> [Reading text]
2006-10-30 Thread beau hargis
On Friday 27 October 2006 19:38, Joe wrote:
 Hi Beau,

 On Fri, 2006-10-27 at 16:23 -0700, beau hargis wrote:
  I am hoping that there is an easy way to obtain case-preservation with
  case-insensitivity, or at the very least, case-preservation and complete
  case-sensitivity, or case-preservation and a consistant case-conversion
  strategy.
 
  The case of the column names need to be preserved because that is the way
  the schema is designed and most importantly (VERY, VERY IMPORTANT),
  column names are used in apps as hash values, or as named references
  which are case sensitive and as such need to be delivered to the client
  in exactly in the manner specified at the time of table creation.
 

 I went through the same issue in my conversion from MySQL to Postgres
 and (since I had a small application) I ended up changing up all my
 tables and columns UserProfile to user_profile.

> [Data entries]
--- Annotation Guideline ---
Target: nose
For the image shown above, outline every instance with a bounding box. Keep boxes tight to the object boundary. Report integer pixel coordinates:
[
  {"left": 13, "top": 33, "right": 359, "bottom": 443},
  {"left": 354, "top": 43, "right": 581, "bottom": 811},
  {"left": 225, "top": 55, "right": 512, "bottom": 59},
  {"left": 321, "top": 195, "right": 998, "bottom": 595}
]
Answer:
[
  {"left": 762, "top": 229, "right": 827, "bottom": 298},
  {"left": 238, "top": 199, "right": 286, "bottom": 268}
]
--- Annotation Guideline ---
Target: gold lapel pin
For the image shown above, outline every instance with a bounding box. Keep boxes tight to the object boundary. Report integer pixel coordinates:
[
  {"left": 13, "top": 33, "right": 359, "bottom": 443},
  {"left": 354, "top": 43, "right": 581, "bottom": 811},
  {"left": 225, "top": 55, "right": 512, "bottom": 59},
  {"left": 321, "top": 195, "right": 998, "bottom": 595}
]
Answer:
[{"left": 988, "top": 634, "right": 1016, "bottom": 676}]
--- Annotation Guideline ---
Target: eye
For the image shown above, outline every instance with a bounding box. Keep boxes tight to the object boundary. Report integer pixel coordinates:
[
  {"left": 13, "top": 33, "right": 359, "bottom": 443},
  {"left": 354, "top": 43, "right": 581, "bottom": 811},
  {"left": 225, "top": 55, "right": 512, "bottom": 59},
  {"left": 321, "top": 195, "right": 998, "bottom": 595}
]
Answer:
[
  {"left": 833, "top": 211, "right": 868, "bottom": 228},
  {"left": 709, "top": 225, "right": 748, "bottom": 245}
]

> [Task set]
1. In the thread on column-name case, what did Joe rename UserProfile to?
2. Shorten the paragraph in the thread on column-name case that begins "The case of the column names need to be preserved" and keep its main facts.
3. Go on with the thread on column-name case from the point where it stops.

> [Results]
1. user_profile

2. Column names must keep their case because the schema is designed that way. Most importantly, apps use the names as case-sensitive hash values or named references, so the client must get them exactly as they were written when the table was created.

3.
 I'm afraid however, that it's MySQL that is the odd man out.  I haven't
 researched this completely but I believe PG follows either the FIPS-127
 or SQL-92 standard with respect to what are called delimited
 identifiers.  Basically, this says if you want case sensitivity in
 identifier names, you have to use double quotes wherever you refer to
 the identifier.  Without the double quotes, the SQL implementor can
 either use UPPERCASE (as I believe Oracle and DB2 do) or lowercase (as
 PG does) when it displays those identifiers.

 Joe

Again, I am at the same point I was at when searching and searching for 
information on the problem, and I am not sure what the SQL standard has to 
say about it: I do not, and I dont think that anyone else who is struggling 
to deal with the problem does, care about case-sensitivity. I am interested 
in case preservation of column names. I do, indeed, want identifiers treated 
in a case insensitive way, but I want the case PRESERVED in the table 
definitions and I want that case, as preserved, to be reflected in the field 
names as returned by the server to any client library that connects and 
initiates a query. 

Case-preservation is not the same as case-sensitivity; nor is 
case-normalization the same as case-insensitivity. What PostgreSQL is doing 
is converting any, and all, identifiers to a lower case and then matching 
those against the identifiers (as stored in the table definition) in a 
case-sensitive manner. It 'normalizes' the case of the identifiers so that it 
has a common internal representation; the desires of the programmer and 
database architect be damned.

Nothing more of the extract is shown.